# Exercise objective
All that is wanted is how many lines in the records below include the string "target".

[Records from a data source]

((

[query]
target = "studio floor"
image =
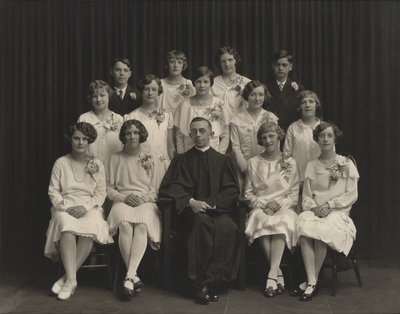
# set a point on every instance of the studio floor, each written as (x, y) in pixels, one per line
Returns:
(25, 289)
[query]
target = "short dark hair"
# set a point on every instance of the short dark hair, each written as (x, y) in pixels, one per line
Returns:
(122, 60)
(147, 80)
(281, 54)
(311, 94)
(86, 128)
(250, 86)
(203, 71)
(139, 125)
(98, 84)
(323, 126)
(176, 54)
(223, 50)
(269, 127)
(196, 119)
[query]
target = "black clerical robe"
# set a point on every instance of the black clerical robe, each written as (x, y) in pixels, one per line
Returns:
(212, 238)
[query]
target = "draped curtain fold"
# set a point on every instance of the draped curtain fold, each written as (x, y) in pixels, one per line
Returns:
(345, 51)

))
((

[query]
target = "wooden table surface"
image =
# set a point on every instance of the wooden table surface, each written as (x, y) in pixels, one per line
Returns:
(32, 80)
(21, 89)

))

# Result for this task
5